Rewrite each of the records below, replacing "integer pixel coordinates" with "whole-number pixel coordinates" and keeping everything else unchanged. Leave the pictures out of your answer.

• Records provided:
|---|

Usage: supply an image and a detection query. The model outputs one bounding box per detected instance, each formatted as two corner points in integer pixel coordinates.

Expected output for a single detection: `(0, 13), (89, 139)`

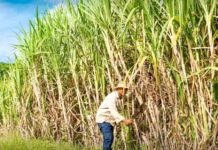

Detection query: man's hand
(123, 119), (133, 126)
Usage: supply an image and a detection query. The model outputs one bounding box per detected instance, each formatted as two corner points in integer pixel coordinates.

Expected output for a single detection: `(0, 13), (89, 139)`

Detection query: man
(96, 84), (133, 150)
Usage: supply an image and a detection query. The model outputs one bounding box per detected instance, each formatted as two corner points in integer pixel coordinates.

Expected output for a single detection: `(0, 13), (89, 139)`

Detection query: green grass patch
(0, 136), (96, 150)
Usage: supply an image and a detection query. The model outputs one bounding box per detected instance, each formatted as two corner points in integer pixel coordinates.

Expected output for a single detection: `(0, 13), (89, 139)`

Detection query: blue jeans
(98, 122), (114, 150)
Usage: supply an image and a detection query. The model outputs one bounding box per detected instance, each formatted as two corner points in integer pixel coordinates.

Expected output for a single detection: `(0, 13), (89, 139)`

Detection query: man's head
(115, 83), (128, 98)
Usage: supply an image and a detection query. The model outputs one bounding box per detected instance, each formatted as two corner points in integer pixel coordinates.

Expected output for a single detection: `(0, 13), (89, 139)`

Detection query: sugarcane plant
(0, 0), (218, 149)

|---|

• Answer to the task:
Usage: supply an image and a detection query. The model outputs one bounding box per detected instance, each formatted as two corner points in whole-number pixel coordinates.

Expected output for a single detection: `(0, 13), (89, 139)`


Detection query: man's hand
(123, 119), (133, 126)
Usage: supply an image and a detection query. The model outputs one bounding box per detected instance, each formatted as two corner points in whole-number pixel coordinates.

Expected output for a single detection: `(0, 13), (89, 139)`

Detection query: man
(96, 84), (133, 150)
Usage: supply an image and a detection query. The model outputs one bounding box per detected instance, each formatted as two corner points in whole-number pixel coordinates.

Expected output for a single detection: `(0, 13), (89, 139)`

Detection query: green grass patch
(0, 136), (96, 150)
Usage: supply an image and a detection query. The model outputs one bounding box per detected instance, each formatted as two corner points in whole-number pixel coordinates.

Expected output for a single detection: `(0, 13), (89, 139)`

Detection query: blue jeans
(98, 122), (114, 150)
Usage: supply an image and a detection query. The model outputs one bounding box per detected instance, each formatted as two corner points in whole-number pixel coordinates.

Expected output for a single detection: `(0, 13), (89, 139)`

Detection query: man's head
(115, 83), (128, 98)
Usage: supply an image and a detection query. The model outputs one bounding box per detected instance, each formatted as two corner points in whole-number pixel coordinates.

Expected output for a single detection: `(0, 13), (89, 139)`

Detection query: sugarcane plant
(0, 0), (218, 149)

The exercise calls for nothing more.